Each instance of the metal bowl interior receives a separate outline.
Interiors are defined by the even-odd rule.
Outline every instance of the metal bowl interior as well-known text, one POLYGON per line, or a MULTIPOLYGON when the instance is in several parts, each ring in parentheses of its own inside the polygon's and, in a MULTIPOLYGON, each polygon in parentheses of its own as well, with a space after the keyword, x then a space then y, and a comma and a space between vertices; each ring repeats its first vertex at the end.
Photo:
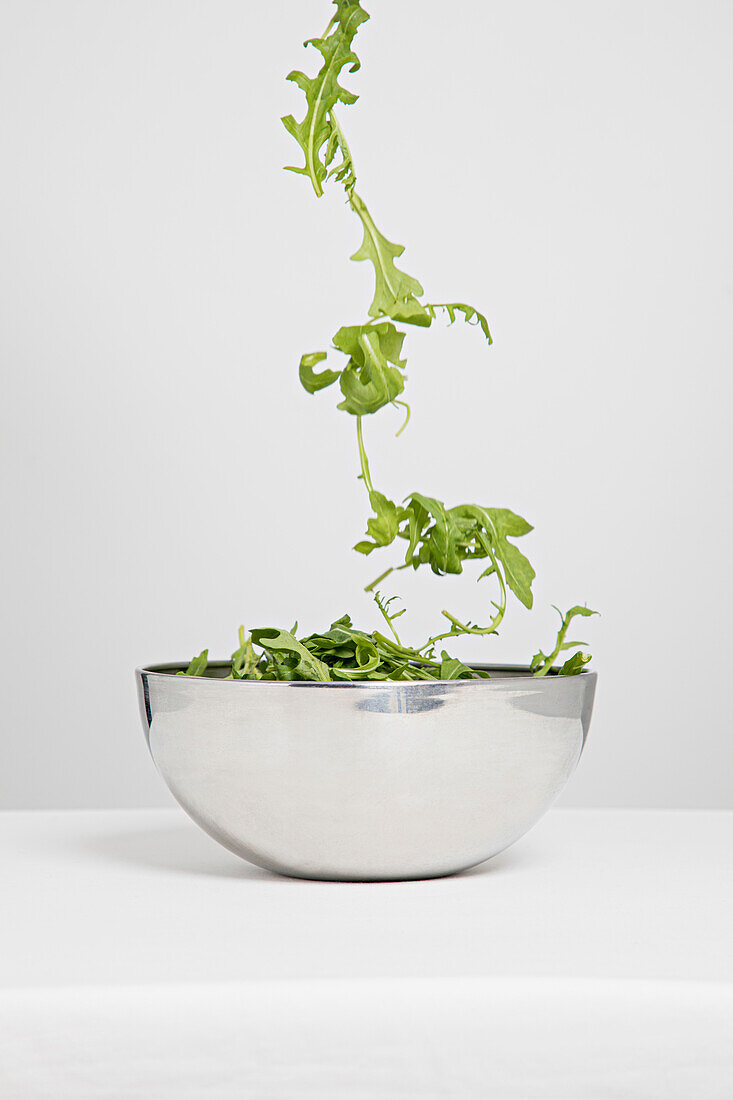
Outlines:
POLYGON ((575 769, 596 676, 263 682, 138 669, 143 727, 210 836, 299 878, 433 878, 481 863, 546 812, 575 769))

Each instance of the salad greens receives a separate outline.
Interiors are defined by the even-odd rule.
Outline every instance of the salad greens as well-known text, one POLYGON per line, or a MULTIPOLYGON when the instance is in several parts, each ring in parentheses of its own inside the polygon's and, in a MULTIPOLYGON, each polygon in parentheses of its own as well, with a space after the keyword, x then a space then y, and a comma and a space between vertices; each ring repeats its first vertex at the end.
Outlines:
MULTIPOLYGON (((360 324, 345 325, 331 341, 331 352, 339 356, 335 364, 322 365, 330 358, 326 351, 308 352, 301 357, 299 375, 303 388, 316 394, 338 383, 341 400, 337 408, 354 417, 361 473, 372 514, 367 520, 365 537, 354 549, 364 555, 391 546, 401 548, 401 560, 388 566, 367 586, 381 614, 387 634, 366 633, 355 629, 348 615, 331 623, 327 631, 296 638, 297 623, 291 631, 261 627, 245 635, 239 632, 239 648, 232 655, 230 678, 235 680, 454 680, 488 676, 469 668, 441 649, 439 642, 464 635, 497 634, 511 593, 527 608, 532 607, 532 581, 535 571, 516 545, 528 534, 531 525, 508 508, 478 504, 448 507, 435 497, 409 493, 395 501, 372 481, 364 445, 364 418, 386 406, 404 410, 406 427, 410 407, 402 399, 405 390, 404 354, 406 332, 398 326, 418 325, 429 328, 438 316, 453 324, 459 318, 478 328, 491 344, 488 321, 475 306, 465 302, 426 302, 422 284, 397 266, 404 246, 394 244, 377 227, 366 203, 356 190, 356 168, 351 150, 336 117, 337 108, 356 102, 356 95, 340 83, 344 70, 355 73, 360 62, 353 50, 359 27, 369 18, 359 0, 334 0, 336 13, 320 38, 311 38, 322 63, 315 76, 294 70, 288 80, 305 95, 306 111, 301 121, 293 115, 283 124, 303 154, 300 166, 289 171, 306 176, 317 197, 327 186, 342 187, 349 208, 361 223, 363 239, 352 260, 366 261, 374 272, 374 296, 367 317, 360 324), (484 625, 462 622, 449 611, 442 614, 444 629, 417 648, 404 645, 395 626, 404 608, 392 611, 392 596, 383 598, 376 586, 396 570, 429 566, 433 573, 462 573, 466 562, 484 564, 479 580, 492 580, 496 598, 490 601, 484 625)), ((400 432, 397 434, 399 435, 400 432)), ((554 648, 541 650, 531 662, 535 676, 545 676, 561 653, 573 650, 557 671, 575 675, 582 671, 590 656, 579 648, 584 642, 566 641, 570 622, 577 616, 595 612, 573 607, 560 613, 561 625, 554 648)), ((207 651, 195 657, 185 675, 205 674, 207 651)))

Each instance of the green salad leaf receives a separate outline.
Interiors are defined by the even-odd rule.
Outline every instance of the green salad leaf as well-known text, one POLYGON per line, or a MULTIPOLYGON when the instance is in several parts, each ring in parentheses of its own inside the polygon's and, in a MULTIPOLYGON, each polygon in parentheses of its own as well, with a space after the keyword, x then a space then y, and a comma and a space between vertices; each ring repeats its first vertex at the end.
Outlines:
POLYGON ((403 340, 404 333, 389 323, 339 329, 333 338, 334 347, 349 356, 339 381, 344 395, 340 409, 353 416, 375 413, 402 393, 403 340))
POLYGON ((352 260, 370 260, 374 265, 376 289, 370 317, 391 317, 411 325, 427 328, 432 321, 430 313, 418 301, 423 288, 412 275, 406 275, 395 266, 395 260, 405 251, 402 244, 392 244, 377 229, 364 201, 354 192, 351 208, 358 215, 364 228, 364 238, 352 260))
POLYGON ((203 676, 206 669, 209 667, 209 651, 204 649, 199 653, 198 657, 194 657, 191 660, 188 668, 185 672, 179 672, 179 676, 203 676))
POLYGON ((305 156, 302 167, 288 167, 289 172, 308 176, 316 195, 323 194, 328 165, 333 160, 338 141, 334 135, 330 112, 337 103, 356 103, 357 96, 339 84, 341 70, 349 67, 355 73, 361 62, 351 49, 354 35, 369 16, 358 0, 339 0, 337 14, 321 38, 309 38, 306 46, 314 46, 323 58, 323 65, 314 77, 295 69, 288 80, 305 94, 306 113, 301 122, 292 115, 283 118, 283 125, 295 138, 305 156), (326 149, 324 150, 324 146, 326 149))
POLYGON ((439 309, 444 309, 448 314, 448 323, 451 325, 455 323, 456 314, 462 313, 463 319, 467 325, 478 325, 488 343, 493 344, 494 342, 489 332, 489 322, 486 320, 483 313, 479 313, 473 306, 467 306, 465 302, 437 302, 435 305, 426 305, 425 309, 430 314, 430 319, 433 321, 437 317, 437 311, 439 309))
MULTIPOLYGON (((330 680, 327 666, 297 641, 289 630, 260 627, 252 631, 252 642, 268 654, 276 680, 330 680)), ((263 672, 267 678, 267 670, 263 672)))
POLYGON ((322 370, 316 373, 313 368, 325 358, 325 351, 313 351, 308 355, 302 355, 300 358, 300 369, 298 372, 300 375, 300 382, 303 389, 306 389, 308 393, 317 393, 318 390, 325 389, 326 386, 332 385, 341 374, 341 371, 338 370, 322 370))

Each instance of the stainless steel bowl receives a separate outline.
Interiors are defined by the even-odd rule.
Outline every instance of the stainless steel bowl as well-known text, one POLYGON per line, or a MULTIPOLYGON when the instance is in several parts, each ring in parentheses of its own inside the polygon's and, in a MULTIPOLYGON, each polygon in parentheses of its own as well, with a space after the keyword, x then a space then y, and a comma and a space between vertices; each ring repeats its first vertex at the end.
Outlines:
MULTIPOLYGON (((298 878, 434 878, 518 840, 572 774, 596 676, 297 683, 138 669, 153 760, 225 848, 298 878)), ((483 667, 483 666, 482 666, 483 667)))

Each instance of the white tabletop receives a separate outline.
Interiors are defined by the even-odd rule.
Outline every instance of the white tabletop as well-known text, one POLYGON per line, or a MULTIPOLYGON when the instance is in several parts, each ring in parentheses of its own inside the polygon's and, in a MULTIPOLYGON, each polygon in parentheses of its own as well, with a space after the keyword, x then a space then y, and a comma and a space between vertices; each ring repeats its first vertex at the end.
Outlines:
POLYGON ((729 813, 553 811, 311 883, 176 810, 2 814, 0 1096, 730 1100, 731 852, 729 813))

---

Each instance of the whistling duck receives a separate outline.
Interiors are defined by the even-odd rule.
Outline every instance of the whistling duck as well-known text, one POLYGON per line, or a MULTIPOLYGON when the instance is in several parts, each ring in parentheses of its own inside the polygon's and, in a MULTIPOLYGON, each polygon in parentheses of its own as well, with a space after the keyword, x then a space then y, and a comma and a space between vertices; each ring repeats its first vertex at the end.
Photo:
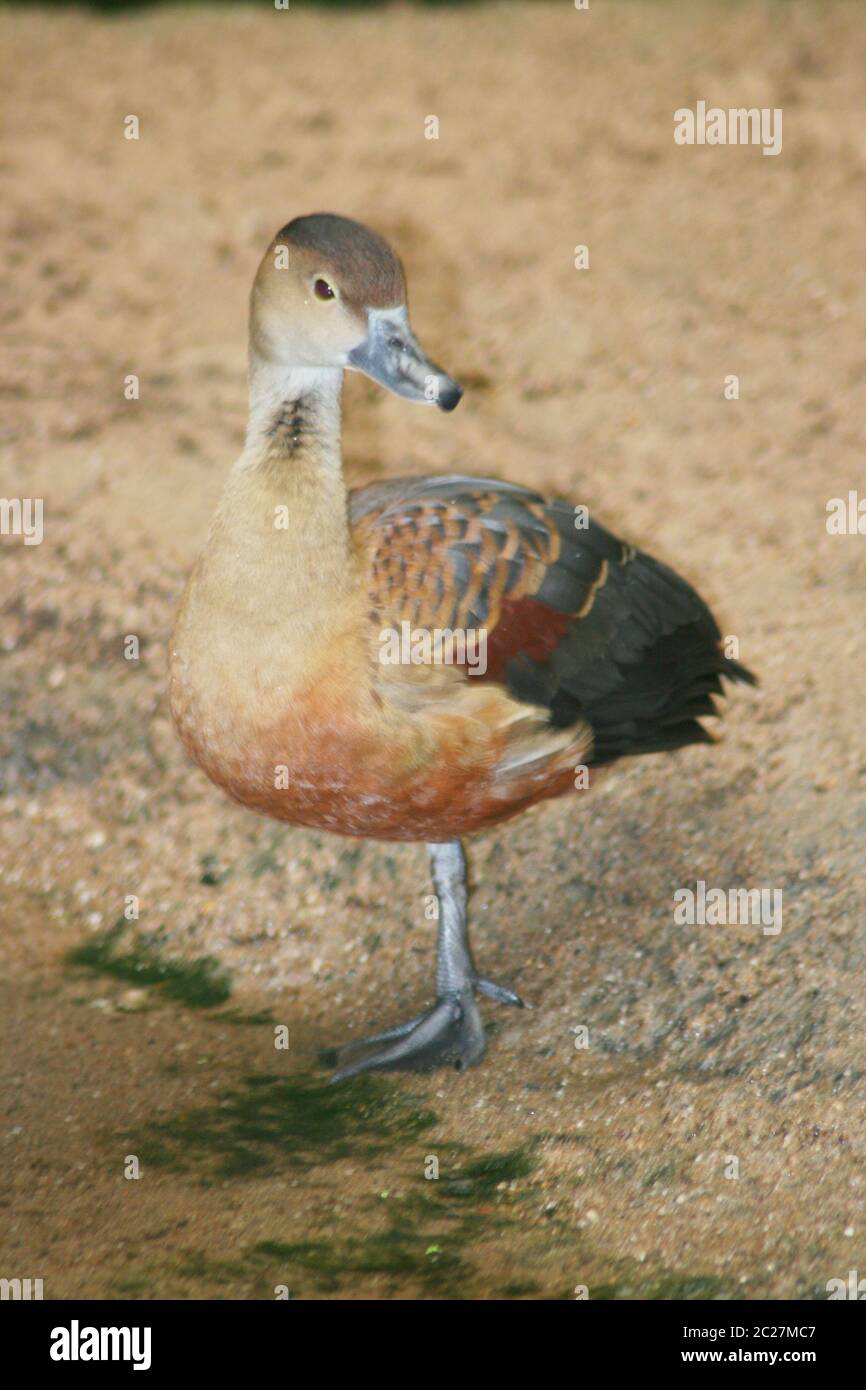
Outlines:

...

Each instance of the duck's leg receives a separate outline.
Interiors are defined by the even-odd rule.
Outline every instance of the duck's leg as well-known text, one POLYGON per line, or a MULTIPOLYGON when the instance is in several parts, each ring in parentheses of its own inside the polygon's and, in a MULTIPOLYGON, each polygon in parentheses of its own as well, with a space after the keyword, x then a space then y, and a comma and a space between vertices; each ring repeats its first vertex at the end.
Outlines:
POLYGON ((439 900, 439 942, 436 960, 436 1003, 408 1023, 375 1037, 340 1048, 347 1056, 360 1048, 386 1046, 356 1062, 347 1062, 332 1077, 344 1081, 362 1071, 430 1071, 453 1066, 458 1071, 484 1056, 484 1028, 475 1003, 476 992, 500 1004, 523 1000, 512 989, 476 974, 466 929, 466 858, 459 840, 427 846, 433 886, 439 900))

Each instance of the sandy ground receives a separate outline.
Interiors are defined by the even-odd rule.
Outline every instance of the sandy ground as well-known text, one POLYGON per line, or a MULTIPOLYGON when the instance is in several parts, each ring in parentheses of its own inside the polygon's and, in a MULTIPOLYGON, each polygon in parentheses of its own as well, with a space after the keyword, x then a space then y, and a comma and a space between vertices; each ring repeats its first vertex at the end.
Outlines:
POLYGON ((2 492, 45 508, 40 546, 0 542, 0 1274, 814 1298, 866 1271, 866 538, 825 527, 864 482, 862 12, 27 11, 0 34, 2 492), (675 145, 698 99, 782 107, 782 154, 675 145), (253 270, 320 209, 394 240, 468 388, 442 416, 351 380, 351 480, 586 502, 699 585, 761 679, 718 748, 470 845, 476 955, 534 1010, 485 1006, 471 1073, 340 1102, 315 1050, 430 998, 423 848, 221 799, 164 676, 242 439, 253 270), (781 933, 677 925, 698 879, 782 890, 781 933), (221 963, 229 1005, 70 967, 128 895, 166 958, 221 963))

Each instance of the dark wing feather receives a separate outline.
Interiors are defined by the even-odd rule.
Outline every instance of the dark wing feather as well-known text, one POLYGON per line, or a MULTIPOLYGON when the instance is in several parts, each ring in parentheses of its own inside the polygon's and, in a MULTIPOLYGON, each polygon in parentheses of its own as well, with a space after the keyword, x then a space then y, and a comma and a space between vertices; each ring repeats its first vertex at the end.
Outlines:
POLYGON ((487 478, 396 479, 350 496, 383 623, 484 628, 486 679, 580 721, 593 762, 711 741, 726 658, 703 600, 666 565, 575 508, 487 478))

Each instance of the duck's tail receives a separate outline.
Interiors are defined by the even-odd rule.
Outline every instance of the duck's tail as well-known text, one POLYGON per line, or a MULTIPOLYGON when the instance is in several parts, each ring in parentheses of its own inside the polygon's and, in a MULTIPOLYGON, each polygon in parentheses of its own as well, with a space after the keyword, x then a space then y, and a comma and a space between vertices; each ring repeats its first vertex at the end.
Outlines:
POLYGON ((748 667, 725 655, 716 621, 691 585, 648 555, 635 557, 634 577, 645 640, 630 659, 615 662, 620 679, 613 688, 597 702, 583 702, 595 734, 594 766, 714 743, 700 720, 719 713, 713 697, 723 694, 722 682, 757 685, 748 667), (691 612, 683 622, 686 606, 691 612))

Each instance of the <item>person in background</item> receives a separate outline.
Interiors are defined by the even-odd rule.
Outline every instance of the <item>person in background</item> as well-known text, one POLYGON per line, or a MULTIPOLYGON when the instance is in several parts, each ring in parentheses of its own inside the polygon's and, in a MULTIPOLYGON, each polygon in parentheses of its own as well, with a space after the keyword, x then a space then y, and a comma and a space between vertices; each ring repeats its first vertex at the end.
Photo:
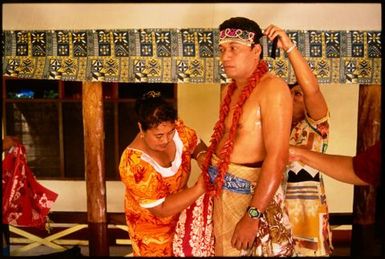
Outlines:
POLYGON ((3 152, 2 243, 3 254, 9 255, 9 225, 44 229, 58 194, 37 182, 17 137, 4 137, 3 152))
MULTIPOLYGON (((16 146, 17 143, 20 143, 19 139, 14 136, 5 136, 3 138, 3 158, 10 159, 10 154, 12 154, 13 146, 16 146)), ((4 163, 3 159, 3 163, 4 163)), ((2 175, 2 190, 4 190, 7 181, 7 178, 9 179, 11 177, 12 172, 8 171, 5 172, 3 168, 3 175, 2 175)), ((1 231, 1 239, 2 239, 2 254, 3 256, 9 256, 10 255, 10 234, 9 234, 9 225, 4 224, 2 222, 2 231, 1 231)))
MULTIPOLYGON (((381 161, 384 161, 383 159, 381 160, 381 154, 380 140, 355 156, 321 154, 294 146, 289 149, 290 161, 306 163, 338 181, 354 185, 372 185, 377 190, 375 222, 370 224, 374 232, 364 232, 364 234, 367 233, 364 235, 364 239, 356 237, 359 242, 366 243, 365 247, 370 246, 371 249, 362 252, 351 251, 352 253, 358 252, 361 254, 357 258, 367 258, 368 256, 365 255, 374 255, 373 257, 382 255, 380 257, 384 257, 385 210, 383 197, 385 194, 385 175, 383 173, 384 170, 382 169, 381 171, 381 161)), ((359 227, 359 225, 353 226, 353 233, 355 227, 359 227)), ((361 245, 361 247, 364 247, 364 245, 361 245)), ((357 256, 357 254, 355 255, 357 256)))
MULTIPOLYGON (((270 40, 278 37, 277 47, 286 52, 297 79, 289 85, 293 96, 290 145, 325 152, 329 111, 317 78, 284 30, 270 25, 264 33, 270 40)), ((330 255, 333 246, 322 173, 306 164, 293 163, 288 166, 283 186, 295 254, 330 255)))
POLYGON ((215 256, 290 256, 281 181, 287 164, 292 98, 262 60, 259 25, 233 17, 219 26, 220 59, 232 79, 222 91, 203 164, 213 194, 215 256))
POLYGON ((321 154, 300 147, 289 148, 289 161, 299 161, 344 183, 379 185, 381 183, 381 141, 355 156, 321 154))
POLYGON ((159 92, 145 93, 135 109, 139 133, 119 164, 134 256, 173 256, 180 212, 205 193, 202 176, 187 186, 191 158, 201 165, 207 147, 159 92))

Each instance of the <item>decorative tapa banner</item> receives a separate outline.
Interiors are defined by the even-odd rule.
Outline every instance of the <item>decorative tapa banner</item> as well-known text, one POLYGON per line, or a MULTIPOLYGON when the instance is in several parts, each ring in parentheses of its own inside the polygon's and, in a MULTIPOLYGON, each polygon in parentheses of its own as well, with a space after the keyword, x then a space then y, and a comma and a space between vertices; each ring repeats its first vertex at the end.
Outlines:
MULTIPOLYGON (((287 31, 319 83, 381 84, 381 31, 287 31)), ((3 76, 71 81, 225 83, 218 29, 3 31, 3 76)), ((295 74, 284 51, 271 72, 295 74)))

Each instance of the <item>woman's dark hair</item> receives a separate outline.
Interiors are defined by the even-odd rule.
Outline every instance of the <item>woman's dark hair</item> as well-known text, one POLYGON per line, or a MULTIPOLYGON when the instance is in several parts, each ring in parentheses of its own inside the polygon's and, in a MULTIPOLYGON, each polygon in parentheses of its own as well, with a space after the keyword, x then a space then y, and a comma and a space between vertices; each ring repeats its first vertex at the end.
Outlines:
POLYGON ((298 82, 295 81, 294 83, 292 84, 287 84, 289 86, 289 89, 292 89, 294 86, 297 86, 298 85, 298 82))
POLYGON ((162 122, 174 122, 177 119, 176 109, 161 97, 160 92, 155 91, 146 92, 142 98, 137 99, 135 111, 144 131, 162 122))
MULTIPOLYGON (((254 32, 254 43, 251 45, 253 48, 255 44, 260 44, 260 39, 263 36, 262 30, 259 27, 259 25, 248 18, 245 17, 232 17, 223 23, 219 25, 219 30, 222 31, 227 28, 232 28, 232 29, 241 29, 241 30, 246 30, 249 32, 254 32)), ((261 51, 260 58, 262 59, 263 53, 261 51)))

▶ _TASK STATEMENT_: Show, from the listing above, every line holding the word "tabletop".

▶ _RESULT FOR THIS EXERCISE_:
Each instance of the white tabletop receives a separate outline.
Outline every instance of the white tabletop as well-known text, one POLYGON per line, or a MULTIPOLYGON when the instance is in several parts, each ring in parentheses of its own inside the polygon's and, in a MULTIPOLYGON, each polygon in parentheses of its own as well, with a space after the keyword, x then a space then y, and a comma and a space between vertices; each ring repeats its first vertex at the end.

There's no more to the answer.